* Given passage:
------
Electronic Design

TCP/IP Sniffer Designs Teaches Basics of Embedded Ethernet

Add an Internet-ready comm port to your embedded-system design with an off-the-shelf Ethernet controller.

Trying to understand every detail involved in creating an embedded product that communicates via Internet protocols can be a daunting task. These protocols were created for systems that generally have much more CPU power and memory than the average embedded design. So as an embedded engineer, it's very important that you know as much about TCP/IP as possible. Only then will you understand how to intelligently scale down these protocols to work in an embedded design.

This article provides the introductory steps necessary for integrating TCP/IP into a product. Creating the simple version of a Network Packet Sniffer de-scribed here will expose the Ethernet frame in detail and enable the investigation of data traffic on a local-area network (LAN).

Implementing embedded Ethernet requires a fundamental understanding of how to use an off-the-shelf Ethernet controller as an Internet-ready communication port in a design. Learning the general topology of a Packet Sniffer is the first step.

What's An Embedded Ethernet Sniffer? The word Sniffer is really shorthand for Packet Sniffer, a common networking term. A Packet Sniffer is a network-monitoring tool that captures data packets and decodes them into a desirable form for a user. Generally, they're employed to debug and monitor network problems.
------
* Listing:
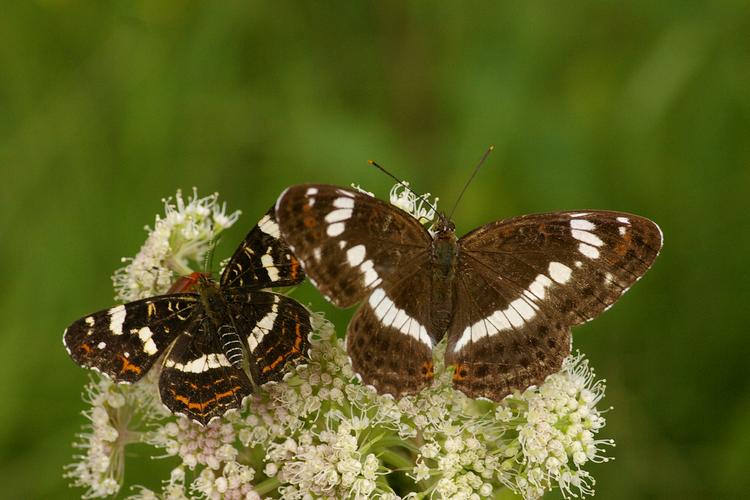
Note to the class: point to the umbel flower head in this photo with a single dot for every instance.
(320, 433)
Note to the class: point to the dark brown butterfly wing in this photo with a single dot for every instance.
(523, 282)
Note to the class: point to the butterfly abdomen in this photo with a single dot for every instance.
(443, 271)
(216, 307)
(231, 345)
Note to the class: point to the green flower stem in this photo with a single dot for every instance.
(266, 486)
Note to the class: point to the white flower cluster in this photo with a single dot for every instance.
(184, 234)
(114, 408)
(418, 206)
(321, 434)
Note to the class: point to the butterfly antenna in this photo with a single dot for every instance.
(208, 259)
(473, 174)
(404, 184)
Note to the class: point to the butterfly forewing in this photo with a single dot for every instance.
(525, 281)
(262, 260)
(275, 330)
(198, 380)
(349, 242)
(126, 340)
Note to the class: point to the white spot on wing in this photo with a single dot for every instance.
(343, 202)
(339, 215)
(271, 269)
(116, 319)
(587, 237)
(149, 347)
(559, 272)
(200, 365)
(269, 226)
(390, 315)
(371, 277)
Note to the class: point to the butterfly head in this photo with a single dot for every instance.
(444, 228)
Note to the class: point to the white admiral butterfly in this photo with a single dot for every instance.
(505, 294)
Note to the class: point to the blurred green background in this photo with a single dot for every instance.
(106, 107)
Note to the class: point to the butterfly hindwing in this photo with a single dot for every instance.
(348, 242)
(198, 380)
(389, 339)
(126, 340)
(525, 281)
(275, 330)
(263, 259)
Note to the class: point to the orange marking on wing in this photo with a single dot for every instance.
(187, 283)
(273, 365)
(202, 406)
(127, 366)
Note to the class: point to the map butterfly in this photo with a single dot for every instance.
(506, 294)
(217, 340)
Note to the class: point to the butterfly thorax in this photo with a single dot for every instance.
(444, 253)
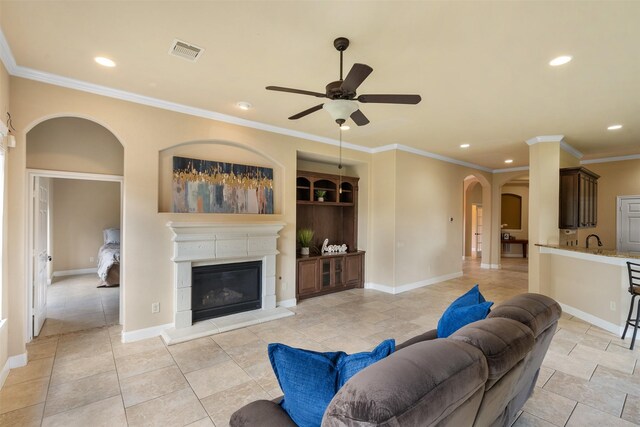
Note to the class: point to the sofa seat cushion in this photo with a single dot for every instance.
(263, 413)
(536, 311)
(504, 343)
(310, 379)
(422, 384)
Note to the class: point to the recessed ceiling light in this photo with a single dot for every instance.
(105, 62)
(561, 60)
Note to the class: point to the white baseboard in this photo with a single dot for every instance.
(74, 272)
(287, 303)
(12, 362)
(607, 326)
(411, 286)
(141, 334)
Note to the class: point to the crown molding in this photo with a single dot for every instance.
(544, 138)
(611, 159)
(569, 149)
(516, 169)
(430, 155)
(7, 58)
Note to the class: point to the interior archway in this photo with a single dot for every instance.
(75, 169)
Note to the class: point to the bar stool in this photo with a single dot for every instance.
(634, 290)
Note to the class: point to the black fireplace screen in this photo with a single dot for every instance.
(219, 290)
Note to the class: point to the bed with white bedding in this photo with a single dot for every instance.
(109, 258)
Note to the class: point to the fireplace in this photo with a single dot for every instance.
(209, 245)
(219, 290)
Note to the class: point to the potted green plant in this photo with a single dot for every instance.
(305, 238)
(320, 195)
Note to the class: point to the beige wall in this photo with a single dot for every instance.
(383, 218)
(145, 132)
(4, 282)
(587, 285)
(521, 190)
(620, 178)
(404, 207)
(74, 144)
(80, 211)
(473, 196)
(428, 194)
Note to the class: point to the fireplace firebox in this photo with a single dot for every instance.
(223, 289)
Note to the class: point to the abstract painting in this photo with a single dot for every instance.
(205, 186)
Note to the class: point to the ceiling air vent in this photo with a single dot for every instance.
(185, 50)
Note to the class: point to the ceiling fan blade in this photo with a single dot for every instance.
(299, 91)
(359, 118)
(390, 99)
(305, 112)
(356, 76)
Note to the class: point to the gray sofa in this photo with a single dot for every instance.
(480, 376)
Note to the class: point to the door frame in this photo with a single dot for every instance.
(619, 200)
(42, 173)
(474, 228)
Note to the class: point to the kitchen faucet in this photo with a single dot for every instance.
(597, 238)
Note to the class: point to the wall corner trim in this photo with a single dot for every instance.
(394, 290)
(141, 334)
(607, 326)
(13, 362)
(545, 138)
(287, 303)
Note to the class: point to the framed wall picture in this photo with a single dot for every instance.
(206, 186)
------
* Given task 1:
According to the article on embedded Ethernet, why is it important for an embedded engineer to know as much about TCP/IP as possible?
* Given task 2:
Tally the lines of the rows that contain the string "wall", with case counting, and give only the number.

* Final answer 1:
TCP/IP was created for systems that usually have much more CPU power and memory than the average embedded design. Only by knowing the protocols well can an engineer understand how to scale them down intelligently to work in an embedded design.

* Final answer 2:
3